Black Sombrero makes authentic Mexican sausage in small-town Ontario



When Alberto Estrada moved to Canada from Mexico City in the early 1990s, one of the foods he missed most was authentic chorizo sausage. This popular, spicy dish is a diet mainstay in Mexico and Spain, but Canadian interpretations of it fell far short of his expectations.


“I used to go out places and buy it,” said Alberto. “And I would never find something close to what I was used to.” 


An uncle visited from Mexico one summer and provided Alberto with a chorizo recipe he could make at home. But his uncle listed only the ingredients, forgetting to include the proportions. 


With chorizo, the proportions are crucial. Getting the right mix of spices is the only way to deliver a product that hits the mark. So Alberto refined the mix until he found one that worked. 



“I've always liked a little bit of cooking myself,” he said. “I played a little bit with it, and I came with [a unique] recipe. We really, really liked it.” 


Alberto shared the homemade chorizo with his wife Lisa, their four kids, friends and extended family. They always ran out quickly. Soon, friends of friends were asking to buy some. Demand was so high, they decided to work with a commercial processor to make larger quantities.


They knew they had a seed that could grow into a viable business, but wanted to wait for the right moment to formally launch a company. In 2019, after nurturing the idea for more nearly a decade, they took the plunge and launched Black Sombrero, a family-run artisanal sausage company.


“We decided, you know what? Now's the time,” said Lisa, who grew up north of London. “Let's do this officially. Get retail ready, which included labeling, barcodes, and ensuring we complied with all government regulations. It was a big learning curve.” 






The company took off quickly. Angelo’s, a popular Italian bakery in London, was the first retailer to carry Black Sombrero products. Then, Crunican Orchards began selling Black Sombrero sausage at its retail outlet near Elginfield.

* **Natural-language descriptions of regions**
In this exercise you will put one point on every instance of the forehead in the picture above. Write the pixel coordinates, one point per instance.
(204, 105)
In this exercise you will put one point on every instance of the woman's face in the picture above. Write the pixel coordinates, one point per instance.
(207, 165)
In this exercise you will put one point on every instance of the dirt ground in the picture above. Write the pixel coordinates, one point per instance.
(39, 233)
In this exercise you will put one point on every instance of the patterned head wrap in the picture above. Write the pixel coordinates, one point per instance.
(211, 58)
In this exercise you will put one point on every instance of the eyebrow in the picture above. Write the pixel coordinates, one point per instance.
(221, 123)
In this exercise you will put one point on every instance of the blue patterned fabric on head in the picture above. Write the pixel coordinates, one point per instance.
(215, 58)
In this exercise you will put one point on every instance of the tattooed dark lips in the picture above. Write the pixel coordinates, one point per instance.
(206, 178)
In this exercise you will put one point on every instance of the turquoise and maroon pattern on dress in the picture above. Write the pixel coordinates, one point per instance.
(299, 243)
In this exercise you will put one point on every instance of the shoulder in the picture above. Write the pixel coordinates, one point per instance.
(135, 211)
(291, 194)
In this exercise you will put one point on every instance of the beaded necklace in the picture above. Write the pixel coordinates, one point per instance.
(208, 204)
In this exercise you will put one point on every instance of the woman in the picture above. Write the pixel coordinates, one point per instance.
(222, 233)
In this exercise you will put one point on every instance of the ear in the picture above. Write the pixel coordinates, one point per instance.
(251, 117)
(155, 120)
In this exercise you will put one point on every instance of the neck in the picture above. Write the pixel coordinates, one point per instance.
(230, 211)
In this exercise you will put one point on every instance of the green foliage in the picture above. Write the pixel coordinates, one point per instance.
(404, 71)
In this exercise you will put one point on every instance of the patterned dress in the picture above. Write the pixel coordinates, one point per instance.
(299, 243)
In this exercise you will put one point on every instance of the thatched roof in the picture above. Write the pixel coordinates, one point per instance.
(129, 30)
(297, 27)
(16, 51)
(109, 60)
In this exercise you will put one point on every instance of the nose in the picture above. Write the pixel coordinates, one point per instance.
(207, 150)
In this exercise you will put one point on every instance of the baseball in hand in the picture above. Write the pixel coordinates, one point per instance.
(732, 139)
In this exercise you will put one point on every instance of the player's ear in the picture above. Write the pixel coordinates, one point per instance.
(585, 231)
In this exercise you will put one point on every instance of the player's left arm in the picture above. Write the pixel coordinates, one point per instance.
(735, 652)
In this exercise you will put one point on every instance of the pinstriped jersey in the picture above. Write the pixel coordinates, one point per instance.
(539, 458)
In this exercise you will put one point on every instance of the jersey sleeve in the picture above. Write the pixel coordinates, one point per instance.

* **WHAT YOU WILL DO**
In the Black Sombrero article, which retailer was first to carry the company's products?

* **RESULT OF THE TASK**
Angelo's, a popular Italian bakery in London.